▶ **Input records**:
______

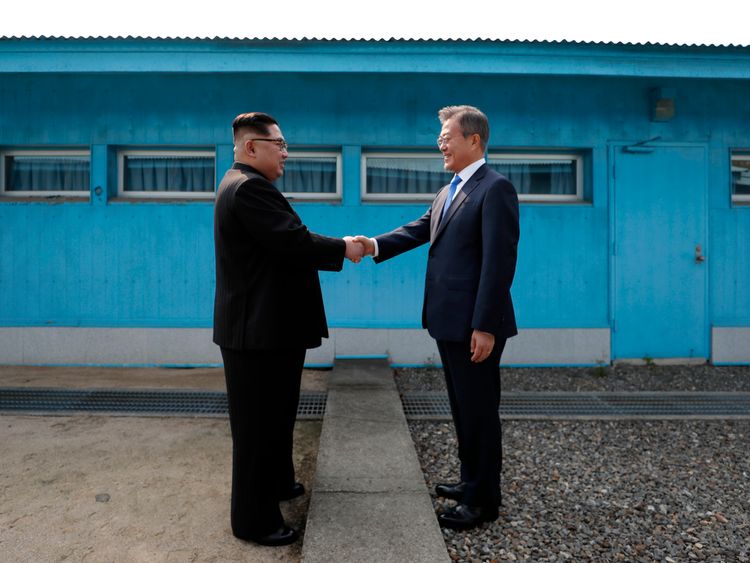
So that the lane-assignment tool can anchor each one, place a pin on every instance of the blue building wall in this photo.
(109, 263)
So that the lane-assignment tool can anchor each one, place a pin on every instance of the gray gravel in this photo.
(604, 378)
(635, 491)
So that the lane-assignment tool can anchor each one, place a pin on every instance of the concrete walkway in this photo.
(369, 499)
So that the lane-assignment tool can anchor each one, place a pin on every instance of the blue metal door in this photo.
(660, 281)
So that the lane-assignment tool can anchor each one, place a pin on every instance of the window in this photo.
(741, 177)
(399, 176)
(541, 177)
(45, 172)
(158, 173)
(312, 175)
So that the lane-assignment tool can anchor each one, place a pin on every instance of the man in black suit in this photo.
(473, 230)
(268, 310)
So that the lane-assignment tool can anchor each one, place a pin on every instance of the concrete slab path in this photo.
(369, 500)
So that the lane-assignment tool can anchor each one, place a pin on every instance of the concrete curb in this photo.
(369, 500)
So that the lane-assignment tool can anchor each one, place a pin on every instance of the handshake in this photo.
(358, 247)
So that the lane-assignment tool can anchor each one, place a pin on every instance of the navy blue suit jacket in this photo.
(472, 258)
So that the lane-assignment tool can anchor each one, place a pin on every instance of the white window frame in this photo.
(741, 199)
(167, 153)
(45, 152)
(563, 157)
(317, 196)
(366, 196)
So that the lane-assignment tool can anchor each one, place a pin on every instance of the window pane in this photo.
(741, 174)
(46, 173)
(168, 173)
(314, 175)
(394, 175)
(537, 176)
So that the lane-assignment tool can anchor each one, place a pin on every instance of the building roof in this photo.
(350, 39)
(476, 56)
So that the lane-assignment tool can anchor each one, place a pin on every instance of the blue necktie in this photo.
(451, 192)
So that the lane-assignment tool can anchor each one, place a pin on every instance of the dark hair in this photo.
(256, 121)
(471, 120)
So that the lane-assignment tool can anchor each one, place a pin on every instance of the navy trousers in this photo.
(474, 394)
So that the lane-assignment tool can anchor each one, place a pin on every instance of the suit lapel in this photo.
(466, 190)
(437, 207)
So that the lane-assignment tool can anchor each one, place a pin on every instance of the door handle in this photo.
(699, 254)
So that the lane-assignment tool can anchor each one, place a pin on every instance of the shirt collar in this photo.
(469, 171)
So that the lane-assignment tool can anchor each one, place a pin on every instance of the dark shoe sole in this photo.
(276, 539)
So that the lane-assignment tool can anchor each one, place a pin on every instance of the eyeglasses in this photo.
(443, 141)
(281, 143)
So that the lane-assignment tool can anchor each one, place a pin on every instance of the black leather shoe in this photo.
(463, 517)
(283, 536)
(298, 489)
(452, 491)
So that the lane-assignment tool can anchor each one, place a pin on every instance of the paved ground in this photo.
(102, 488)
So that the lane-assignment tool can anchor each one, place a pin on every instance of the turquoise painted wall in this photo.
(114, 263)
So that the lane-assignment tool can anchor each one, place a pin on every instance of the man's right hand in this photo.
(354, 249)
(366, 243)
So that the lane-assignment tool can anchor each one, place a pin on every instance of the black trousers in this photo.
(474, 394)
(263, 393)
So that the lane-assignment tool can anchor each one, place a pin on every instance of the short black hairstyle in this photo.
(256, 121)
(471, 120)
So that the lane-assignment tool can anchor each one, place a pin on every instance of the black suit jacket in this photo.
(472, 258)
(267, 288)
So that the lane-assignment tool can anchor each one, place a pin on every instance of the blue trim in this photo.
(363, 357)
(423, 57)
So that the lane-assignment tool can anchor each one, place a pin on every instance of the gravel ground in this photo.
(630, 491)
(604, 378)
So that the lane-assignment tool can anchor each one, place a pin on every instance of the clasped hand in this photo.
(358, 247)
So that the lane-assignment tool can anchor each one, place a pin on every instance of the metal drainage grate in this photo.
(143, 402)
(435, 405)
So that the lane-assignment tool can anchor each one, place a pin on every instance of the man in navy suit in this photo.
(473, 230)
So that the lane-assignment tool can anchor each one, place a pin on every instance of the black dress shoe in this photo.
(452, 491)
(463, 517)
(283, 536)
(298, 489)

______

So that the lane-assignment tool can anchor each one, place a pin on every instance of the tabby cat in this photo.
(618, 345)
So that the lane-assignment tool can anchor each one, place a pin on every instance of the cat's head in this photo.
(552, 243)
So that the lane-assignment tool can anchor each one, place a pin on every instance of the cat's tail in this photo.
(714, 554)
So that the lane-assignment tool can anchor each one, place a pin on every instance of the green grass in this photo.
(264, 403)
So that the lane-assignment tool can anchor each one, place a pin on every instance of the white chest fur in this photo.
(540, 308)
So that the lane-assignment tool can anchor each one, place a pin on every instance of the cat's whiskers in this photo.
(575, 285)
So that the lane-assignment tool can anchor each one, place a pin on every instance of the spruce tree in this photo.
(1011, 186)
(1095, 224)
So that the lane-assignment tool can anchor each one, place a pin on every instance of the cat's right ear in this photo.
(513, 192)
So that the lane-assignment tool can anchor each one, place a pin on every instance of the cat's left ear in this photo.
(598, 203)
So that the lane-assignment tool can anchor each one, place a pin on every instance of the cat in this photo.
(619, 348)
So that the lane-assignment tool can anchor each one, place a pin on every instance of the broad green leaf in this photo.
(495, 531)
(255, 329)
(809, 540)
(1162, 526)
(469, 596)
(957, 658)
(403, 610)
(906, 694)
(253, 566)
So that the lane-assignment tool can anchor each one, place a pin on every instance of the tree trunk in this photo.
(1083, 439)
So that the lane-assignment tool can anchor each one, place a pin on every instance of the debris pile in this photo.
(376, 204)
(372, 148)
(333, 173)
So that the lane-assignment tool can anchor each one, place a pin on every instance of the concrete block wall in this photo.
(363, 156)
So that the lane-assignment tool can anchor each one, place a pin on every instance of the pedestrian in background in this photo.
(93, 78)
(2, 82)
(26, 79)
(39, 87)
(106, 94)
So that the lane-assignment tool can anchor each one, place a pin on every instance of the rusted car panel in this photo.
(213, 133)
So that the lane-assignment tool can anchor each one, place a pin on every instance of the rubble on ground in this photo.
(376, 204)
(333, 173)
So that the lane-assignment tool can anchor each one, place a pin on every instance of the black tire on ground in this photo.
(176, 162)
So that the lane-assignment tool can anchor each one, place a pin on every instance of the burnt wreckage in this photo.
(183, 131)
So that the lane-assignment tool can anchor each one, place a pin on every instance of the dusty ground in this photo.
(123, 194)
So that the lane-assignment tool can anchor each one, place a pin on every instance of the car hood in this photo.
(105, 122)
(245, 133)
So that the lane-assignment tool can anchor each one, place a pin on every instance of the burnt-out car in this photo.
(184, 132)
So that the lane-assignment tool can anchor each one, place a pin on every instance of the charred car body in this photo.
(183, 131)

______

▶ **Job**:
Identify every line above that contains the word "white", and copy each of those lines in full.

▶ **Response for this exercise**:
So that the lane-assignment tool can anchor each one, place a pin on every instance of the white window frame in this photo.
So that the lane-assignment tool can anchor each one, place a pin on every instance of the white chest fur in this photo.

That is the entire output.